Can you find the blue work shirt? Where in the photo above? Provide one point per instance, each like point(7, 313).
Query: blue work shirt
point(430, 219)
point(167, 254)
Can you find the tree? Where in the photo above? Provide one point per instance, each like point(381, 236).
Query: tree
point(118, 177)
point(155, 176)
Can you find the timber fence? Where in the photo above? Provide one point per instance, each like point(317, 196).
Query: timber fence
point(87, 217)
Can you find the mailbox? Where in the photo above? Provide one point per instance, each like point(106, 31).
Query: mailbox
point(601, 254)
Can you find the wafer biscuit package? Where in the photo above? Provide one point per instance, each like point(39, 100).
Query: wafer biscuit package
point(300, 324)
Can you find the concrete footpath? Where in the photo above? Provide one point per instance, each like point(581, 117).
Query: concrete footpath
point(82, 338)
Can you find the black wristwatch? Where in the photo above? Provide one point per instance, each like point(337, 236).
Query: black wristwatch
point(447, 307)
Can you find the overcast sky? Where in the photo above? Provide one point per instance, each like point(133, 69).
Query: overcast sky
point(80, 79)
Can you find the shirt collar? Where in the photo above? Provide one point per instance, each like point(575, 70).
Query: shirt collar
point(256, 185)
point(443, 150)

* CHALLENGE
Rewrite the data between the lines holding "Can you find the black" and "point(80, 79)", inclusive, as a two-column CSV with the header query_text,result. Each row should hold the full wording that precedes a set of points in query_text and those points in result, with every field quoted and line breaks replaced by spaces.

* TASK SOLUTION
query_text,result
"Can you find the black wristwatch? Where in the photo above? Provide one point per instance, each like point(337, 236). Query: black wristwatch","point(447, 307)"
"Can you find the overcast sky? Where in the photo above? Provide one point per instance, each like point(133, 69). Query: overcast sky","point(80, 79)"